Dataset entries
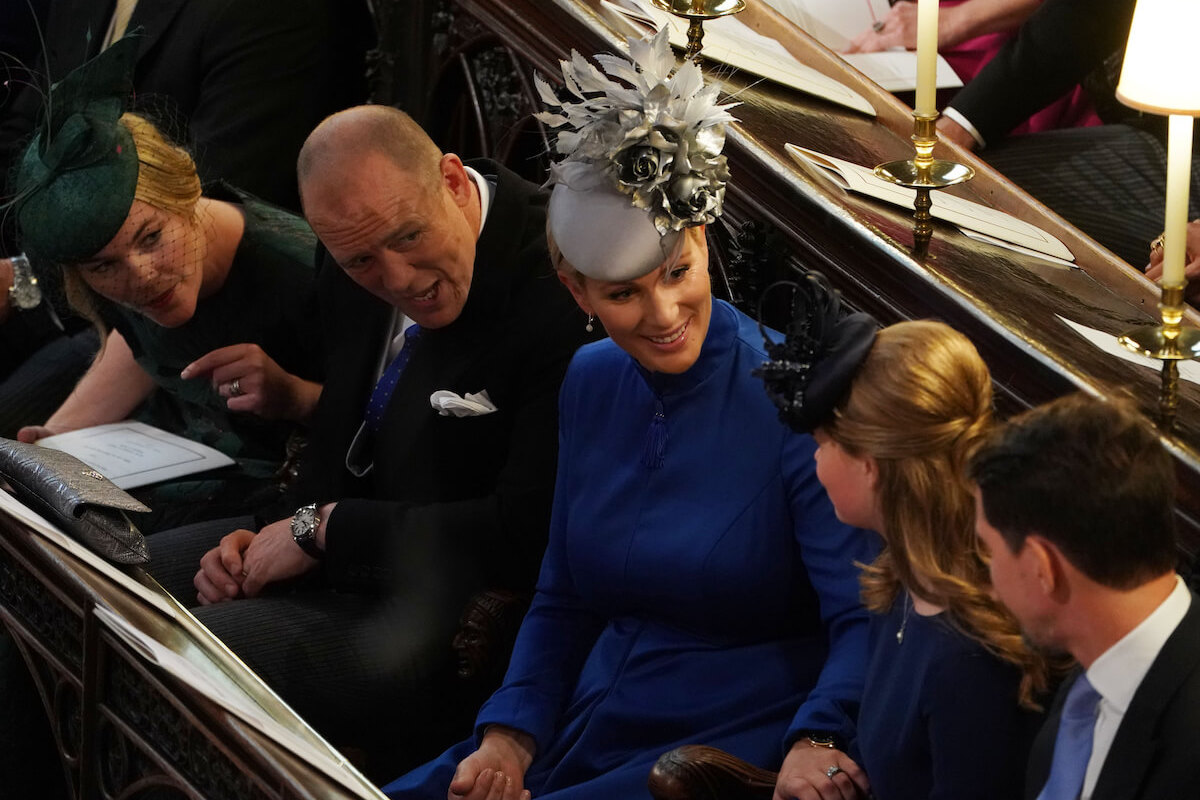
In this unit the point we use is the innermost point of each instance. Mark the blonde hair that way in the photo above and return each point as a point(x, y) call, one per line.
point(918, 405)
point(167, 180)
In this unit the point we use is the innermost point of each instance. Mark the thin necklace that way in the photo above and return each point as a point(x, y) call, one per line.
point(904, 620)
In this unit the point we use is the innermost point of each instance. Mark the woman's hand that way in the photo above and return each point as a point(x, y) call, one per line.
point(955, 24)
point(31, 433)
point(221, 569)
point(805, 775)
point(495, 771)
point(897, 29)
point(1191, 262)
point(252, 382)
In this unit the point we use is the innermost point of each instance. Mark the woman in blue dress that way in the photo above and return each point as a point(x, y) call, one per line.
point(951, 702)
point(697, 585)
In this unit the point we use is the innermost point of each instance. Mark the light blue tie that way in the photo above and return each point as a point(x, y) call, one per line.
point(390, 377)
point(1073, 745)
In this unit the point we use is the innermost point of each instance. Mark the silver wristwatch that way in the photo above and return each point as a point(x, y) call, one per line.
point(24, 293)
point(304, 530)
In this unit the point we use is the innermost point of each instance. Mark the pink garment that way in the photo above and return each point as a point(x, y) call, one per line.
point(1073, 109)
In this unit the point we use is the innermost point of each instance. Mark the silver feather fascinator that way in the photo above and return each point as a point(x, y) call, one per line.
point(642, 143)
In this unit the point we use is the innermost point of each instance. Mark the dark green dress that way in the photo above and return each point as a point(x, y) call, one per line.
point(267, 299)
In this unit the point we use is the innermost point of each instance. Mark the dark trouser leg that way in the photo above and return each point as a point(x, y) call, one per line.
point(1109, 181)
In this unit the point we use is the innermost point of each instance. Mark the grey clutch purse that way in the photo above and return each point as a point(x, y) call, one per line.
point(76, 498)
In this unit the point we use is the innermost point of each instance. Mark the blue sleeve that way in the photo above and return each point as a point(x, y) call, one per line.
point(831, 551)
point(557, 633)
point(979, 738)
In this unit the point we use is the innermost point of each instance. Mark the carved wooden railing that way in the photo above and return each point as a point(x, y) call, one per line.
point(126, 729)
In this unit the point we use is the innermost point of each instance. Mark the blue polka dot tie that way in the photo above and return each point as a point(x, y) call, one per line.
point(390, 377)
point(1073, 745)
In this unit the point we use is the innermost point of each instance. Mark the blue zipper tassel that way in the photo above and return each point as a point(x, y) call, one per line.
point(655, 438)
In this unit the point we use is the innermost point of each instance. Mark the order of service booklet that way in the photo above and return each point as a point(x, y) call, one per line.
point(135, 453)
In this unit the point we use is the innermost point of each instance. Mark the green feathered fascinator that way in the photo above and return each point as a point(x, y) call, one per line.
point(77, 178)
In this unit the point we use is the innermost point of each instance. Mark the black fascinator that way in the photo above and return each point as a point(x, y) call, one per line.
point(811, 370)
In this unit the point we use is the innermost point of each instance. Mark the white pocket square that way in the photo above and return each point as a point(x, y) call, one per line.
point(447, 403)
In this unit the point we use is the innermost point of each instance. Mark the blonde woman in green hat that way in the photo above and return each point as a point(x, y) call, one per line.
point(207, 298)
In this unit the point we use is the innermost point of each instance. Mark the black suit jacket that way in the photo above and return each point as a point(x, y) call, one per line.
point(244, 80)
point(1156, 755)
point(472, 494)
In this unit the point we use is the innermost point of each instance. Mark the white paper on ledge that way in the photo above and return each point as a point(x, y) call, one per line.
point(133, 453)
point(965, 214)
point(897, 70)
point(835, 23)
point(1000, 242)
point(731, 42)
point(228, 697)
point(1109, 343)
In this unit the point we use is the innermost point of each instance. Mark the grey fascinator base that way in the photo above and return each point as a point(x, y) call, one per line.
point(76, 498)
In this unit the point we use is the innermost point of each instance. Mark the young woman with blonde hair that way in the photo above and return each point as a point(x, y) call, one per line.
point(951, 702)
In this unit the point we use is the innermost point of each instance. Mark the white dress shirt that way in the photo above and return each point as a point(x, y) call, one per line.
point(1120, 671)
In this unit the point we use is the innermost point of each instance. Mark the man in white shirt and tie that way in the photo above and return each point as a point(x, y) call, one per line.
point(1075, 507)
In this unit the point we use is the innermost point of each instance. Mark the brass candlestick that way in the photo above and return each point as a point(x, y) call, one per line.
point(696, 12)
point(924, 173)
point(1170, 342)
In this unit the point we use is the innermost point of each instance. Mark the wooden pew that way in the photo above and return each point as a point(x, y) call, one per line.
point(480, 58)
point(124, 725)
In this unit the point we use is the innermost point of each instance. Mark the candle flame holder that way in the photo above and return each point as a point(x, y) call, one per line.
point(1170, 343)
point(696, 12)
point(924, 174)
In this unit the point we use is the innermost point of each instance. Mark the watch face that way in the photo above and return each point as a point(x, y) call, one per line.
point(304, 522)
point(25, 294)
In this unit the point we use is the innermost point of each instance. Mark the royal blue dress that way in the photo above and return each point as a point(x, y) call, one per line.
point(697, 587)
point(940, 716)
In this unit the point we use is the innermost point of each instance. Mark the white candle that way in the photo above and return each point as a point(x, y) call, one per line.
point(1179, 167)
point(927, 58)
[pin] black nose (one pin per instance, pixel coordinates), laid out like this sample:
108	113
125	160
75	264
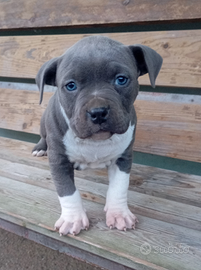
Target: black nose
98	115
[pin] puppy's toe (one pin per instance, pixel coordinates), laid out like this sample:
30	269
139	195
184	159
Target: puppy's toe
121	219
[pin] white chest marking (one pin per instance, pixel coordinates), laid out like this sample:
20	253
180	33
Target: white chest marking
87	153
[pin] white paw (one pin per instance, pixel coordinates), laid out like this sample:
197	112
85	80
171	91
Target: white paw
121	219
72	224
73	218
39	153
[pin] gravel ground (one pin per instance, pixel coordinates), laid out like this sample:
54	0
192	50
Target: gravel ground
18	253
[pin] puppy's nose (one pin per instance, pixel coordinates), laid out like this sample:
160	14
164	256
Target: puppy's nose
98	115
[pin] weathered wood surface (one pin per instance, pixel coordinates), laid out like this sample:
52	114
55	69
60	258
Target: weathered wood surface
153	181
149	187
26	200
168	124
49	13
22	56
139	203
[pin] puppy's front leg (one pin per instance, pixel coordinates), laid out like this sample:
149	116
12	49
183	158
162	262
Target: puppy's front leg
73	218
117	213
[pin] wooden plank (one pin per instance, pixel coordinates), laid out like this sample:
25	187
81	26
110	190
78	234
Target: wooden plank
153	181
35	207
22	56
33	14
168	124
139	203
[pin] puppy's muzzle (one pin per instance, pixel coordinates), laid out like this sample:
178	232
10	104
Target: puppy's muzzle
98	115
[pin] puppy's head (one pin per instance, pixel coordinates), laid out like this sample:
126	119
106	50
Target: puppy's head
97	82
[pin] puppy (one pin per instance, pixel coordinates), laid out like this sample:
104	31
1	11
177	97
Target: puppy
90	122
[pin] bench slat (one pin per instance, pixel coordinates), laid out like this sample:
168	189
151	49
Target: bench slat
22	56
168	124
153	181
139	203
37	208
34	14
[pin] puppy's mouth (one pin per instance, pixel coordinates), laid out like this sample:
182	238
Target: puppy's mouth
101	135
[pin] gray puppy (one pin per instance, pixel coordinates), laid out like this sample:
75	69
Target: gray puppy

▸ Description of the task: Print every line above once more, exactly. Omit the pictures.

▸ Solution for this exercise:
In this unit the point we use is the innermost point of each instance. Mark the blonde hair that way in the photo above and return each point as a point(x, y) call, one per line.
point(918, 405)
point(167, 180)
In this unit the point we use is the innermost point of each instance. Mark the thin necklace that way in the photo above and return each point as a point(x, y) call, one per line.
point(904, 620)
In this unit the point we use is the innermost point of each instance. Mark the woman's hand that way in the photo above and return each point as a point(x, y) call, one per line.
point(955, 24)
point(31, 433)
point(221, 569)
point(805, 775)
point(495, 771)
point(897, 29)
point(1191, 262)
point(252, 382)
In this unit the point we use is the innermost point of each instance. Mark the woman in blue dress that way in the photo above and return each point as a point(x, y) call, one per line.
point(951, 702)
point(697, 585)
In this unit the point we use is the innermost point of each instance. Mark the light blue tie that way in the photo above and return each point as a point(x, y) call, one per line.
point(390, 377)
point(1073, 745)
In this unit the point we use is the innermost point of each instance. Mark the silver wristwatch that way in the photo above and return each point as a point(x, y) call, one per line.
point(24, 293)
point(304, 530)
In this unit the point we use is the innermost point of each instance. Mark the pink garment that way in the photo above and return each point as a point(x, y) call, one per line.
point(1073, 109)
In this unit the point we use is the innermost point of each instance. Mark the silver feather fascinator that way in the photo above and return each point as a point(x, y) call, one per line.
point(642, 143)
In this unit the point we use is the innermost point of each instance. Mark the dark green dress that way in the photo above and return each point as a point(x, y) call, one per line.
point(267, 299)
In this unit the point we use is the innermost point of each instance. Mark the dark trouser leg that way in the photo above and return each point as a point(x, y) call, one per line.
point(1109, 181)
In this unit the point we use is the innermost point of each instance. Mark the grey clutch purse that way in the photo above and return each point as a point(x, y) call, one per line.
point(76, 498)
In this unit the point we use is the innermost point of each instance. Mark the blue sleeve that way in the photo above and return each point as a point(x, y) call, one per line.
point(831, 551)
point(557, 633)
point(979, 738)
In this unit the point we use is the innermost point of each instance. Mark the carved wooden railing that way in the photo above and return each point as a point(x, y) call, one per line.
point(126, 729)
In this unit the point we use is the innermost point of each instance. Mark the blue polka dot tie that way in the photo above and return each point as a point(x, y) call, one per line.
point(390, 377)
point(1073, 745)
In this unit the point we use is the innermost point of each instance. Mark the blue zipper tassel that way in the photo above and return each point as a point(x, y) call, one per line.
point(655, 438)
In this unit the point we use is the innermost point of each instance. Mark the order of service booklet that way in the photo above and return each point as a point(x, y) call, one per line.
point(135, 453)
In this unit the point we use is the innermost point of each instance. Mark the green feathered fascinator that way in the photo above and return each point as a point(x, y) call, one per line.
point(77, 178)
In this unit the point we use is the innermost point of each instance. Mark the black fascinator that way in the photo above and return each point as a point(x, y) call, one per line.
point(811, 370)
In this unit the point we use is the innermost point of each instance. Mark the white pocket square that way in the photo above and return each point as a point(x, y) call, one per line.
point(447, 403)
In this unit the point we use is the innermost point of each instance. Mark the blonde woman in green hat that way in the photo above and return each point as a point(x, y) call, one per line.
point(207, 298)
In this unit the point we use is the innermost point of each instance. Mark the black suit jacket that way in the photo above and return each point as a point(x, y) call, one per line.
point(244, 80)
point(1156, 755)
point(472, 494)
In this unit the point we use is the innermost point of each instance. Mark the white paper on ledge that way in the photo above and return each point as a point(x, y) call, one per line.
point(133, 453)
point(965, 214)
point(897, 70)
point(835, 23)
point(1000, 242)
point(731, 42)
point(228, 697)
point(1109, 343)
In this unit the point we use is the innermost point of each instance. Mark the grey fascinator base that way in the photo above and return each point as a point(x, y) call, one per line.
point(76, 498)
In this unit the point we use is the innermost point of each instance. Mark the young woman with blonde hair that way in the photo above and return each point as a point(x, y) call, one per line.
point(951, 702)
In this unit the point we use is the innermost point of each instance. Mark the white dress shirt that way in the photo above and return each point as a point(x, y) call, one per line.
point(1120, 671)
In this unit the point we use is the innermost point of each instance. Mark the man in white shirt and tie that way in the photo above and return each point as a point(x, y) call, one per line.
point(1075, 507)
In this unit the point we use is the innermost point of each instance. Mark the brass candlestick that way in the photo above and return each point as a point(x, y) call, one per line.
point(696, 12)
point(924, 173)
point(1170, 342)
In this unit the point we use is the innermost point of each instance. Mark the wooden pew that way in the photo above and return each point as a point(x, y) call, one per line.
point(480, 58)
point(124, 725)
In this unit the point we use is the innermost point of each instance. Mark the candle flame holder that way in the photo above and return each point as a point(x, y) call, one per line.
point(1170, 343)
point(696, 12)
point(924, 174)
In this unit the point we use is the innermost point of each instance. Mark the watch face that way in the photo above and return each point as a point(x, y) call, one per line.
point(304, 522)
point(25, 294)
In this unit the point we use is the innermost point of each instance. Mark the royal blue dress that way in the photo above and return each point as a point(x, y) call, one per line.
point(697, 587)
point(940, 716)
In this unit the point we use is the innermost point of each instance. Mark the white candle that way in the photo above and return each point as a point(x, y) call, one per line.
point(1179, 167)
point(927, 58)
[pin] black nose (one pin per instance, pixel coordinates), laid out like this sample:
108	113
125	160
75	264
Target: black nose
98	115
[pin] puppy's toe (one pin per instance, pixel coordinates), laid out like this sample:
30	269
139	195
184	159
Target: puppy's toe
121	219
[pin] white chest marking (one pin per instance, pixel coordinates), laid out like this sample:
20	253
180	33
Target: white chest marking
87	153
[pin] white paw (one pin per instance, pixel coordinates), laid out like this sample:
197	112
85	80
171	91
Target: white paw
121	219
72	224
73	218
39	153
[pin] gravel ground (one pin per instance, pixel coordinates), laid out like this sample:
54	0
192	50
Target: gravel ground
18	253
[pin] puppy's nose (one pin per instance, pixel coordinates), laid out like this sample:
160	14
164	256
Target: puppy's nose
98	115
[pin] weathered wood surface (one pin per instance, pixel coordinates), laid out like this sample:
52	114
55	69
60	258
Target: weathered wood surface
153	181
149	187
26	200
168	124
49	13
22	56
139	203
[pin] puppy's front leg (one pin per instance, pixel coordinates), laid out like this sample:
149	116
12	49
183	158
162	262
Target: puppy's front leg
73	218
117	213
[pin] wooden plank (one pin per instance, pixel coordinates), laid out like this sample:
25	187
81	26
110	190
78	234
Target: wooden plank
153	181
35	207
22	56
33	14
168	124
139	203
[pin] puppy's muzzle (one pin per instance, pixel coordinates), laid out like this sample:
178	232
10	104
Target: puppy's muzzle
98	115
[pin] puppy's head (one pin per instance, pixel coordinates), laid out like this sample:
126	119
106	50
Target: puppy's head
97	82
[pin] puppy (one pin per instance, pixel coordinates), laid out like this sample:
104	31
1	11
177	97
Target: puppy
90	122
[pin] bench slat (one pin per instance, pixel coordinates), laid out like this sample:
168	189
151	49
Target: bench slat
22	56
168	124
153	181
139	203
37	208
34	14
[pin] puppy's mouth (one pin per instance, pixel coordinates), laid out like this sample:
182	238
Target: puppy's mouth
101	135
[pin] gray puppy (one pin per instance, pixel coordinates), laid out like this sample:
75	69
Target: gray puppy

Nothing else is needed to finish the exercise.